▶ **WORK TO BE COMPLETED**: Recast the listing as a two-column CSV with the headers input and output, beginning at the line that contains "GET /detect?q=ear&fmt=prose_corners" and stopping after the line that contains "top-left (784, 23), bottom-right (800, 48)". Give one row for each text and its answer, with each value in a single quoted field and line breaks replaced by spaces.

▶ **ENTRIES SUPPLIED**:
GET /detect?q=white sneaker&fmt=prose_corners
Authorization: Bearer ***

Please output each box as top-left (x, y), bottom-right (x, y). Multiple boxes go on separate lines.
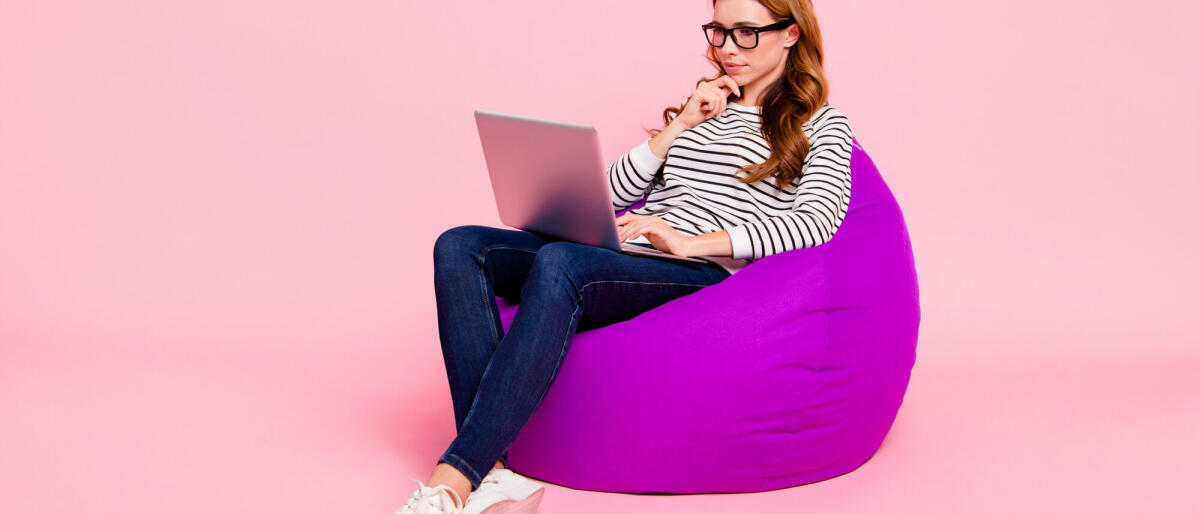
top-left (396, 478), bottom-right (463, 514)
top-left (462, 467), bottom-right (546, 514)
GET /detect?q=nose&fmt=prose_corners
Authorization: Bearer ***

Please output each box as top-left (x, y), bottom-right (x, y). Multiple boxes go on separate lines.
top-left (721, 34), bottom-right (740, 55)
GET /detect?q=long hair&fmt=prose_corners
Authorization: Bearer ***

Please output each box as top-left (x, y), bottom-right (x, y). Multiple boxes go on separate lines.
top-left (644, 0), bottom-right (829, 190)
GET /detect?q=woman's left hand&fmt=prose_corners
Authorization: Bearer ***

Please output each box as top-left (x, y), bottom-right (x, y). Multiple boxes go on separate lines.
top-left (617, 213), bottom-right (694, 257)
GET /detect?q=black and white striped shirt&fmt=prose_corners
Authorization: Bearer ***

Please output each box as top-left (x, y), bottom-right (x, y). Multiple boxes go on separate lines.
top-left (608, 103), bottom-right (852, 274)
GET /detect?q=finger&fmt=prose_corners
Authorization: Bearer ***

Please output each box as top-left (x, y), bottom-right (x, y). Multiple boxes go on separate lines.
top-left (720, 74), bottom-right (742, 98)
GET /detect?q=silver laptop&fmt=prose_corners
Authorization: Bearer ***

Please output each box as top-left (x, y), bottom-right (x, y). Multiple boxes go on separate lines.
top-left (475, 109), bottom-right (707, 262)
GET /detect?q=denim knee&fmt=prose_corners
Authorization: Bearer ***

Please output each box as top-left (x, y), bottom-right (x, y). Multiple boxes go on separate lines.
top-left (433, 225), bottom-right (487, 262)
top-left (533, 241), bottom-right (599, 281)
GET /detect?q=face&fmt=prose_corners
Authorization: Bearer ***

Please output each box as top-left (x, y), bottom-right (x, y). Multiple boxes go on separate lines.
top-left (713, 0), bottom-right (800, 85)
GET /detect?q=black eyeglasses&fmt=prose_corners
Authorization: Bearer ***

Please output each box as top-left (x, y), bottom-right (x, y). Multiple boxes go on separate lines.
top-left (700, 18), bottom-right (796, 50)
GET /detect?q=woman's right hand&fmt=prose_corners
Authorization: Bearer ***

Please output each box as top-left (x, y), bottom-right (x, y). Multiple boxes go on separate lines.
top-left (671, 74), bottom-right (742, 129)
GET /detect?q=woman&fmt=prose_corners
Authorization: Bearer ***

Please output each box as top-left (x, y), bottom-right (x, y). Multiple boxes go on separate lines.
top-left (400, 0), bottom-right (851, 514)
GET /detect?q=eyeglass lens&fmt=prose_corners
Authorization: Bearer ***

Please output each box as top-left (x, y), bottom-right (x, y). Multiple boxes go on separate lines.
top-left (704, 26), bottom-right (758, 48)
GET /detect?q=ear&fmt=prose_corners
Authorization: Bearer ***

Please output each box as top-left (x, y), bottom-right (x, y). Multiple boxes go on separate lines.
top-left (784, 23), bottom-right (800, 48)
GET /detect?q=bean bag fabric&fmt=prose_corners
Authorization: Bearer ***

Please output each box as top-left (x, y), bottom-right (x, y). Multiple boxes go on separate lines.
top-left (497, 141), bottom-right (920, 492)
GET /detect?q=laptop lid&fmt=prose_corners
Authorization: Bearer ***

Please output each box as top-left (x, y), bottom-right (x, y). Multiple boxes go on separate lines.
top-left (475, 109), bottom-right (620, 250)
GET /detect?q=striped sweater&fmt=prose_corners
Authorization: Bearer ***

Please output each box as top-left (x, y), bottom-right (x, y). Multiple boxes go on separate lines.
top-left (608, 103), bottom-right (852, 274)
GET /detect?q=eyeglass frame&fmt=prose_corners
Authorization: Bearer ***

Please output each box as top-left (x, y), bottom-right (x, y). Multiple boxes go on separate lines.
top-left (700, 18), bottom-right (796, 50)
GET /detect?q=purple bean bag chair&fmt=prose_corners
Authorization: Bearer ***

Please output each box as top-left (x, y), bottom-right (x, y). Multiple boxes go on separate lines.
top-left (497, 141), bottom-right (920, 492)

▶ **SOLUTION TO THIS EXERCISE**:
input,output
"GET /detect?q=ear&fmt=prose_corners Authorization: Bearer *** Please output each box as top-left (x, y), bottom-right (x, y). Multiple boxes go on separate lines.","top-left (784, 23), bottom-right (800, 48)"